Home Technology From VoLTE to 5G Roaming: A Bullet MNOs Need to Bite

From VoLTE to 5G Roaming: A Bullet MNOs Need to Bite

by wrich

By Eyal Zach, Director Product Management – Network Roaming, TOMIA

The roll-out of 5G over the next few years will speed up replacement of the old Circuit Switch (CS) infrastructures for voice transactions with Packed Based ones. The transition will substantially disrupt the business models of mobile networks operators (MNOs) – including roaming services. Besides the strong focus on consumer’s use case in the short term, there is a growing demand from enterprise customers for bespoke network performance and quality of service (QoS) agreements with operators for transporting data between Internet of Things (IoT) devices. Much of this data will involve roaming between multiple carriers and geographies. Hitherto, global connectivity agreements between operators have been heavily weighted towards consumer roaming traffic. This is going to have to change – and quickly – before billing for IoT traffic services becomes feasible.

[Pointing data for referring expressions]
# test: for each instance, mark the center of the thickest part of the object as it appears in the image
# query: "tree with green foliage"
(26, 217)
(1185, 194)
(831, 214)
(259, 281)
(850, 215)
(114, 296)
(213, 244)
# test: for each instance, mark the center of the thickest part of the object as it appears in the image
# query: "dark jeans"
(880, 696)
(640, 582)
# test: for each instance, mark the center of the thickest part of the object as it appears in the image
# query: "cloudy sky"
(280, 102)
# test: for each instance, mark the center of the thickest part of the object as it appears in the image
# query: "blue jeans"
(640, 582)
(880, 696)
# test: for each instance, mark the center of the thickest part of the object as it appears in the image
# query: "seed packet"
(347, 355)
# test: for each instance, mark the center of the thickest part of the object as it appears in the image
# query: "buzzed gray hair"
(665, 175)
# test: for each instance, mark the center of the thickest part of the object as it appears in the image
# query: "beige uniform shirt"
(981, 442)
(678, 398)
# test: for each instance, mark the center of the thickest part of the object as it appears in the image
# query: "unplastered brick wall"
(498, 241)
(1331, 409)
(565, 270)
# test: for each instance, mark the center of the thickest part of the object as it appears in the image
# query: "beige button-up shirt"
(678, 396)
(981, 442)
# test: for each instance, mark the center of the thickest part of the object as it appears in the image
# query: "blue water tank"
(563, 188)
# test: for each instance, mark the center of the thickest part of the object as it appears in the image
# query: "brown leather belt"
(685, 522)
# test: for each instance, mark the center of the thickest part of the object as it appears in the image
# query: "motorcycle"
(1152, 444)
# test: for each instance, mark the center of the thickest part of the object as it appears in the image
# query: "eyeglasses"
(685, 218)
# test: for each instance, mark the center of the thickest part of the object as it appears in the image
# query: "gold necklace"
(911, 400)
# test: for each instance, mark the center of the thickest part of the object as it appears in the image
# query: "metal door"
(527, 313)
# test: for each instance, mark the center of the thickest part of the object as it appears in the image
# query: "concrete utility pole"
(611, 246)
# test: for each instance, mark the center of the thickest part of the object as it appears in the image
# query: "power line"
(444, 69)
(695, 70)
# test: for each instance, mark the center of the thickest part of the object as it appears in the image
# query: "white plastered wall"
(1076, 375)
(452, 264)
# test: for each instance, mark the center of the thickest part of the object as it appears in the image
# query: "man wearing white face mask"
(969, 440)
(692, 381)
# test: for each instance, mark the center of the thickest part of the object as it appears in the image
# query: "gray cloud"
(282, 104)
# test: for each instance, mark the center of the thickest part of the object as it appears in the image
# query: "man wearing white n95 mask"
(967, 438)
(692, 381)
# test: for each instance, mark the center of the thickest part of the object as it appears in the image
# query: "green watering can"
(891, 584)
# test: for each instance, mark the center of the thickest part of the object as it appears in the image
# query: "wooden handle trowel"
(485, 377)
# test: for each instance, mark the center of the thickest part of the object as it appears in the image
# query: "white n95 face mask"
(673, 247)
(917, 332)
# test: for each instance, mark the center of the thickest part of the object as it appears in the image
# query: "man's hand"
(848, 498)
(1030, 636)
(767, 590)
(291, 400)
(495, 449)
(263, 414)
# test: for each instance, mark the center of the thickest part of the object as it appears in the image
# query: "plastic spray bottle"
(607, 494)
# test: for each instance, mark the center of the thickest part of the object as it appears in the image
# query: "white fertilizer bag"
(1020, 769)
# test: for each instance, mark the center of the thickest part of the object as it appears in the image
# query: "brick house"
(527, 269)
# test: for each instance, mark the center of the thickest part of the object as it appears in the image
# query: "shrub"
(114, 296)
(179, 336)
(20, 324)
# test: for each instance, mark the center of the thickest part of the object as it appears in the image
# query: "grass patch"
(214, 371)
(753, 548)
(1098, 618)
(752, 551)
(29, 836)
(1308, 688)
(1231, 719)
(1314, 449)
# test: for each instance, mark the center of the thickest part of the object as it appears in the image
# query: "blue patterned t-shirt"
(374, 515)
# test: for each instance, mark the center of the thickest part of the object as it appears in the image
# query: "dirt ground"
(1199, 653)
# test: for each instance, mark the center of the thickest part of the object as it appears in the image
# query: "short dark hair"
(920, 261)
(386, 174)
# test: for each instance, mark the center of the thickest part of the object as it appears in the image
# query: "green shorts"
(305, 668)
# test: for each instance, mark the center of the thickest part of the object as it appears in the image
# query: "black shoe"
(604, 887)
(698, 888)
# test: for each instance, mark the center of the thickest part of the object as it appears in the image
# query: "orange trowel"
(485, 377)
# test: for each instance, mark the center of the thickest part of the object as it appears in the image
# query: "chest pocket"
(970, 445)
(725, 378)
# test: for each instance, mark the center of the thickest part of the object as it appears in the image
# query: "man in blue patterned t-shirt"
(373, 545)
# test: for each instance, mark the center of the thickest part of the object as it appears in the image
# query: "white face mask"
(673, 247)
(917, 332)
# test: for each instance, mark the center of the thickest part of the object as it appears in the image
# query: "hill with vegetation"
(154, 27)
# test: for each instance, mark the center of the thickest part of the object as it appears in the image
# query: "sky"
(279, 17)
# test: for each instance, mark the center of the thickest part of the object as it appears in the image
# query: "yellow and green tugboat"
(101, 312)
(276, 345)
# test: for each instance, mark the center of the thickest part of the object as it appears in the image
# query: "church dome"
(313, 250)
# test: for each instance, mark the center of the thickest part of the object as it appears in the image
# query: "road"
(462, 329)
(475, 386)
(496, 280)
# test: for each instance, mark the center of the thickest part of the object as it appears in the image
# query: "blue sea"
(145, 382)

# WORK ORDER A:
According to the 5G roaming article, what do enterprise customers increasingly want from operators?
# WORK ORDER B:
Carry on writing the 5G roaming article from its last sentence.

# EXPECTED ANSWER A:
Bespoke network performance and quality of service (QoS) agreements for transporting data between Internet of Things (IoT) devices.

# EXPECTED ANSWER B:
Consumer roaming model not right for IoT

During the pandemic consumer roaming traffic dropped off a cliff. In 2020, TOMIA’s in-house data detected an average 70% fall in roaming traffic. Thankfully for MNOs, the same data revealed the IoT device traffic that had been undetected. In March 2020 when lockdown started, IoT devices accounted for 40% of roaming traffic. By May, this had risen to 70%. 

From a technical viewpoint, IoT devices are difficult to detect. It follows that if you cannot detect them, you cannot charge for device traffic. Traditional cross-charging models between operators developed for consumer roaming based on traffic are not going to work for IoT roaming given their behavioural differences, especially in 5G. Regional differences further complicate the picture, especially when it comes to permanent roaming regulations. While consumer roaming traffic is expected to return to pre-Covid levels by the end of 2023, it is now evident that the future for roaming revenues lies in MNOs optimising their billing models for 5G IoT roaming services.

MNOs eye a slice of IoT pie

At present more than 40% of all inbound roaming devices are IoT devices. By 2025, there will be more than 1 billion IoT roaming connections, reflecting a 33% year-on-year jump in IoT roaming revenues (Kaleido intelligence). However, working out how much one operator should charge another for transporting their roaming IoT traffic remains a complex process involving a mix of advanced traffic trend analysis, forecasting, and modelling.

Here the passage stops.